Objective A> Render the sentence "The best time to plant it is in the spring." from the passage on growing okra into Spanish.
Objective B> According to the passage on growing okra, how many days does it take for okra seeds to begin germinating?
Objective C> Carry on the passage on growing okra, beginning after its final sentence.

Reading text>
▬▬▬▬▬▬▬▬▬▬
Okra, also known as lady finger, is a popular part of Southern cuisine. Although it appears as a vegetable, it is in fact a fruit. With a mild, almost grassy flavor and a crunchy texture when cooked – it is a delight to eat.
It is also packed with nutritional content. With a rich amount of magnesium, fiber, folate, antioxidants, as well as vitamin C, K1 and A; okra can add a lot of value to your diet. Pregnant women can especially benefit from consuming okra as it has positive effects on heart health and blood sugar levels.
It is actually quite easy to grow okra at home. And it adds beautification throughout the growing season, thanks to the plants’ blooming flowers. The best time to plant it is in the spring. For any gardener, it would be very useful to understand the growing process and requirements for this plant as well as when to harvest okra.
Okra Growing Stages
Okra needs a warm growing season. So in hotter regions, it is best to start okra planting in the garden. The ideal time would be 3 to 4 weeks before the last spring frost. The soil should have an adequately warm temperature of about 65 to 75 F. It also requires a full sun, and well-drained, acidic soil (pH 5.8 to 7.0) with rich organic matter.
The basic okra growing conditions are full sun, loamy or sandy, slightly acidic to neutral soil, and it grows best in the summer.
Being informed about okra growing stages will help you produce a good yield. You can start by planting transplants or from seeds. It is important to use a fully mature and dry seed for successful germination.
Make a 1 inch hole in the soil, and place the seed inside. Next cover it with soil and water it. Within 3 to 7 days, the seeds will begin to germinate. In a few more days, roots will develop and you will also see small leaves.
In the seedling phase, you will observe your small plant with sprouting seeds and leaves. You need to regularly water it and protect it from animals and strong winds as it would still be quite weak.
Soon, your okra plant will mature and develop a strong stem and hard, green leaves. At this stage, make sure the plant has sufficient sunlight, fertilizer and water. Now your plant will bloom yellow flowers. At this point, more fertilizer and water is a requirement.
All throughout its growth, make sure that you don’t drown your okra in water. It is important to remember that overwatering plants causes root rot, which will ultimately kill your plant. Make sure that you water your okra just enough and make sure that the soil does not retain all the water.
▬▬▬▬▬▬▬▬▬▬
A series of records>
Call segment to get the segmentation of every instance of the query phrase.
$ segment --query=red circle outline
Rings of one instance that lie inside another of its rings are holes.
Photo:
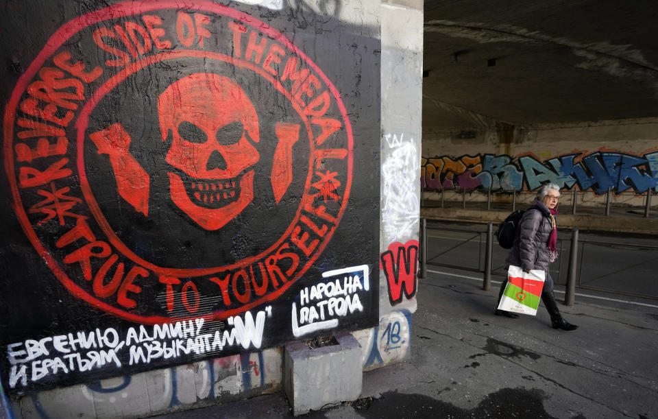
[[[304,61],[304,62],[306,63],[306,64],[313,69],[313,71],[315,71],[315,73],[320,77],[324,84],[327,86],[327,88],[328,88],[329,91],[331,92],[332,95],[333,95],[333,97],[336,99],[336,105],[338,106],[338,108],[341,112],[341,115],[343,117],[343,121],[345,123],[345,129],[348,137],[348,173],[350,175],[348,176],[347,182],[345,183],[345,193],[343,194],[343,204],[341,205],[341,209],[339,211],[339,214],[337,216],[337,219],[339,221],[342,218],[343,214],[345,213],[345,210],[347,207],[347,201],[349,197],[350,191],[352,187],[351,173],[352,172],[352,168],[354,165],[352,158],[354,153],[354,138],[352,132],[352,125],[347,115],[347,110],[345,109],[345,105],[343,104],[343,101],[341,99],[341,95],[336,89],[336,87],[329,80],[324,73],[308,57],[308,56],[306,56],[306,54],[300,50],[280,32],[271,27],[264,22],[259,21],[258,19],[256,19],[247,14],[231,9],[227,6],[213,3],[209,1],[199,1],[197,3],[195,3],[195,10],[197,11],[206,11],[218,14],[222,14],[234,20],[240,21],[243,23],[248,25],[252,28],[254,28],[260,32],[267,34],[270,38],[284,44],[287,49],[293,51],[295,53],[296,53],[300,58],[302,58],[302,60]],[[36,235],[36,232],[34,231],[34,229],[32,228],[32,226],[29,222],[29,219],[25,211],[25,208],[23,206],[21,196],[19,195],[18,184],[16,180],[16,173],[14,166],[14,154],[12,148],[14,139],[14,123],[16,117],[16,108],[18,106],[19,100],[25,91],[28,84],[32,80],[32,78],[35,76],[37,71],[38,71],[38,70],[45,62],[46,60],[51,57],[55,53],[55,51],[56,51],[74,34],[77,34],[80,30],[90,26],[91,25],[106,20],[125,17],[134,14],[141,14],[147,12],[156,10],[167,8],[180,10],[184,9],[186,7],[186,6],[185,4],[182,5],[178,1],[165,1],[162,2],[125,1],[108,6],[99,10],[90,12],[82,16],[78,16],[67,23],[65,23],[50,37],[50,38],[46,43],[46,46],[44,47],[43,49],[42,49],[41,51],[37,55],[34,60],[33,60],[32,64],[30,64],[30,65],[27,67],[27,69],[25,71],[25,72],[19,78],[19,81],[16,82],[10,101],[7,104],[7,108],[4,115],[3,132],[5,135],[5,141],[3,145],[3,152],[5,153],[5,171],[7,174],[8,179],[9,180],[10,188],[12,191],[12,197],[14,199],[14,210],[16,217],[18,218],[19,223],[21,224],[21,227],[23,228],[25,235],[32,243],[32,246],[34,246],[35,250],[36,250],[39,255],[43,258],[46,262],[46,264],[53,272],[56,277],[64,285],[64,287],[69,290],[69,292],[71,292],[72,295],[81,300],[86,301],[90,304],[97,307],[97,309],[111,313],[120,318],[137,323],[143,323],[147,324],[169,323],[182,320],[199,318],[199,316],[188,315],[178,318],[171,318],[158,315],[143,316],[127,313],[114,307],[114,306],[111,306],[106,302],[103,302],[95,297],[92,297],[90,294],[88,294],[80,286],[78,286],[77,284],[74,283],[70,278],[69,278],[68,275],[64,272],[58,261],[56,261],[55,259],[49,254],[48,250],[46,250],[43,244],[41,243],[40,240],[39,240]],[[335,226],[332,230],[328,232],[327,234],[329,235],[330,237],[331,235],[332,235],[334,230]],[[320,245],[318,246],[316,253],[314,254],[314,257],[312,257],[308,260],[306,264],[304,265],[304,266],[300,270],[300,272],[295,275],[295,276],[291,280],[283,285],[276,291],[265,296],[258,300],[245,304],[239,309],[215,312],[200,317],[206,320],[218,320],[226,318],[234,314],[248,310],[256,305],[274,300],[276,297],[278,297],[280,295],[281,295],[281,294],[282,294],[289,287],[290,287],[293,283],[299,279],[302,274],[305,272],[310,266],[310,265],[315,261],[319,254],[322,253],[328,243],[328,240],[326,240],[320,243]],[[258,304],[256,303],[258,303]]]

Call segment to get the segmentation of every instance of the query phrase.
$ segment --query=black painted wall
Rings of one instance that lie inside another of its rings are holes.
[[[380,43],[295,3],[5,3],[11,394],[376,324]]]

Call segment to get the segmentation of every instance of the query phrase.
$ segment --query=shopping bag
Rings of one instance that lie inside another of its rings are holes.
[[[507,271],[507,286],[498,309],[535,315],[546,274],[538,270],[526,272],[518,266],[511,265]]]

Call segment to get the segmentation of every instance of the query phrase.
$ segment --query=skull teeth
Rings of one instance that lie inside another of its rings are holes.
[[[236,196],[235,180],[230,182],[188,182],[188,190],[197,204],[220,204]],[[239,184],[239,183],[237,183]]]

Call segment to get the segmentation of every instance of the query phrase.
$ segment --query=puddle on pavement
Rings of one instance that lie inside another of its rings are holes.
[[[496,340],[491,337],[487,339],[487,345],[485,346],[485,350],[505,358],[529,357],[532,359],[537,361],[541,357],[541,355],[536,352],[519,348],[518,346],[515,346],[511,344]]]
[[[450,390],[448,387],[443,390]],[[443,391],[443,390],[442,390]],[[351,403],[363,418],[533,418],[552,419],[544,408],[545,394],[538,389],[504,388],[485,397],[473,409],[461,409],[424,394],[384,393],[380,398],[363,398]],[[330,418],[330,410],[308,417]],[[325,416],[325,414],[328,414]]]

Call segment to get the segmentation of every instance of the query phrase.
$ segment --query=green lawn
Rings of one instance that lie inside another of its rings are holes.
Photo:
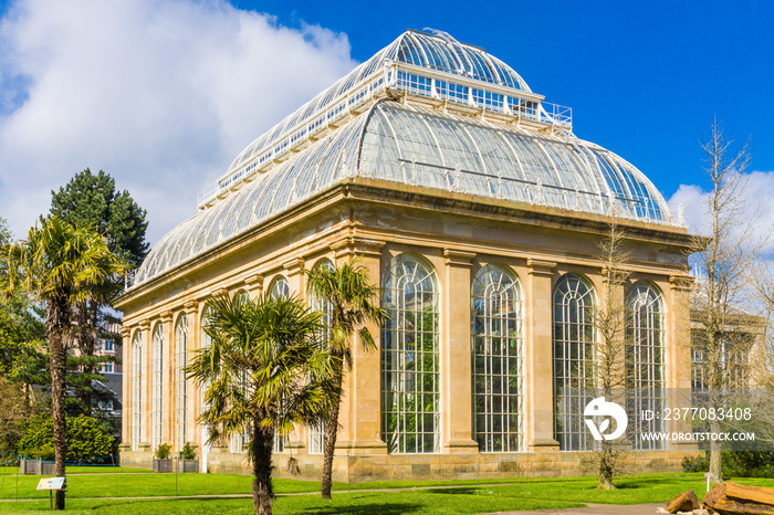
[[[171,498],[171,500],[87,500],[84,497],[175,496],[174,474],[95,473],[94,469],[72,467],[67,477],[67,511],[86,513],[151,514],[165,513],[252,513],[250,498]],[[77,472],[81,473],[77,473]],[[8,471],[7,471],[8,472]],[[85,472],[85,473],[84,473]],[[0,498],[39,498],[40,501],[1,502],[3,513],[36,513],[49,509],[48,492],[36,492],[39,476],[0,476]],[[774,480],[738,480],[742,484],[774,487]],[[491,485],[494,483],[502,483]],[[644,474],[621,476],[618,490],[597,491],[594,477],[512,479],[426,482],[374,482],[346,485],[335,483],[333,501],[323,502],[317,494],[280,495],[274,505],[278,514],[412,514],[462,513],[538,509],[580,506],[584,503],[639,504],[666,503],[686,490],[693,488],[701,498],[702,474]],[[250,476],[231,474],[179,474],[177,495],[249,494]],[[278,494],[316,492],[320,482],[275,480]],[[429,488],[427,488],[430,486]],[[419,490],[426,487],[425,490]],[[367,492],[391,488],[393,492]],[[410,490],[398,490],[410,488]],[[418,490],[414,490],[418,488]]]

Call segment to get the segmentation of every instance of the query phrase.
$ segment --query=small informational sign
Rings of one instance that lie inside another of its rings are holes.
[[[36,490],[63,490],[64,477],[43,477],[38,483]]]
[[[710,493],[710,481],[712,481],[714,476],[712,472],[704,472],[704,477],[707,477],[707,493]]]

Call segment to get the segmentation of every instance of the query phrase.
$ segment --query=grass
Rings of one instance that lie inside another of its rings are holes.
[[[83,470],[85,469],[85,470]],[[129,472],[133,471],[133,472]],[[36,513],[49,509],[49,493],[34,488],[39,476],[21,476],[3,471],[0,474],[0,498],[19,501],[0,503],[3,513]],[[15,471],[14,471],[15,472]],[[101,473],[102,472],[102,473]],[[115,472],[115,473],[113,473]],[[93,467],[69,469],[67,511],[86,513],[194,514],[252,513],[250,498],[86,498],[187,495],[249,494],[252,479],[232,474],[153,474],[142,470],[117,471]],[[742,484],[774,487],[774,480],[735,480]],[[495,484],[496,483],[496,484]],[[586,503],[640,504],[666,503],[680,492],[704,492],[701,473],[642,474],[615,480],[618,490],[597,491],[595,477],[510,479],[458,481],[380,481],[373,483],[334,483],[334,498],[323,502],[316,494],[320,482],[275,480],[280,496],[274,504],[278,514],[412,514],[461,513],[565,508]],[[387,492],[368,490],[386,488]],[[406,488],[406,490],[399,490]],[[415,490],[417,488],[417,490]],[[291,495],[314,492],[312,495]],[[282,495],[285,494],[285,495]]]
▬▬▬▬▬▬▬▬▬▬
Reply A> El mejor momento para plantarla es en la primavera.

Reply B> The seeds begin to germinate within 3 to 7 days.

Reply C>
Finally, okra pods will appear. The flowers will turn into green okra pods ranging from 4 to 8 inches in length.
When to Harvest Okra
When the pods have matured, you will be ready to harvest them. Generally, 50 to 65 days after planting, your okra would be mature and ripe.
But how would you know when the pod is ripe and when to harvest okra? You need to check for ripeness around 5-6 days after flowers have appeared. You should look out for bright green pods that should be firm yet tender to touch. This indicates a ripe okra. If the color is dull green, the okra has become over-ripe and won’t be as good in quality.
Another important tip is that if the pods are too tough to snap easily, or if there’s difficulty cutting them with a knife- they’ve over-matured. If the branch connecting the pod to the main stem is hard, that pod will not have much use. You can just toss it out.
You should harvest the okra when the pods are 2 to 4 inches long. If you let them grow too large, they won’t be very suitable for use and taste might be compromised too. You must keep a regular check on them as they can ripen quite fast and you need to harvest at the right stage.
It’s okay if you have to harvest the pods every day. Just make sure that you harvest them at just the right time, not too early and not to soon.
You should also remember to keep harvesting when its’ time so that the plant keeps producing. If all the seeds have matured, the pods will also see a halt in their production.
Growing Okra in Containers
If you do not have adequate space in the garden, want more accessibility, and can provide the required conditions- growing okra in containers is very easy.
Any material for the pot would work fine when you’re growing okra in a container. But it should be at least 3 gallons. Even better would be a 5 gallon pot with a depth of 10 to 12 inches, and the same diameter.
These measurements are sufficient to grow one well-sized okra plant. With an even bigger container, you can grow more plants. Here’s a useful tip: choose a black pot. Black color absorbs more heat and you know okra loves warmth to thrive.
You may grow any variety of okra in a pot or container but the dwarf variety is mostly recommended for this method. You can choose a fast maturing variety if summers are short where you live.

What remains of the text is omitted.